- [What is asked]:
Reproduce every line of the rows below as a numbered list, skipping any blank lines. Leave the pictures out of your answer.

═══ Record list ═══

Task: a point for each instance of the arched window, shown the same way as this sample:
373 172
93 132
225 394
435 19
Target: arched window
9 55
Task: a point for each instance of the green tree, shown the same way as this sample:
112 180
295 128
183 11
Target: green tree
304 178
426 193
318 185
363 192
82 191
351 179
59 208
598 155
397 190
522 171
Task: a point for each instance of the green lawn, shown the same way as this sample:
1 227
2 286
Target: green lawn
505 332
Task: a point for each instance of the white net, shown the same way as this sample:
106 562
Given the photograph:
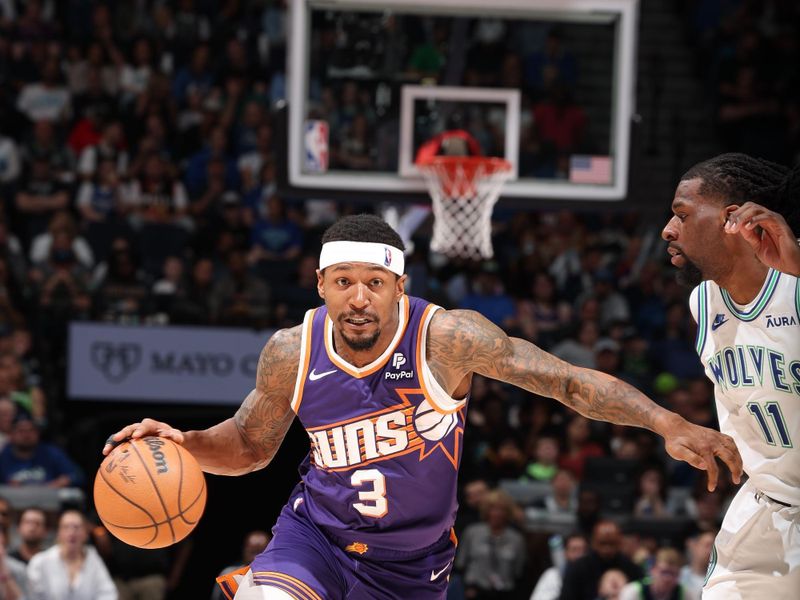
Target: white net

═══

- [The output]:
1. Task: a point for each instance of the arched window, shown the same way as this sample:
2. 373 172
3. 93 132
4. 225 394
5. 435 19
6. Target: arched window
7. 9 55
8. Task: a point for each instance of the green tree, shown the same way as this sample:
9. 112 180
10. 295 128
11. 183 11
12. Target: green tree
13. 304 178
14. 426 193
15. 318 185
16. 363 192
17. 82 191
18. 351 179
19. 59 208
20. 598 155
21. 397 190
22. 522 171
23. Task: a point for each instance of the green lawn, shown the same way as this sample:
24. 1 227
25. 2 286
26. Target: green lawn
27. 505 332
28. Task: a point for each instance of the white net, shown the same way as this sample:
29. 106 562
30. Given the photograph:
31. Target: white net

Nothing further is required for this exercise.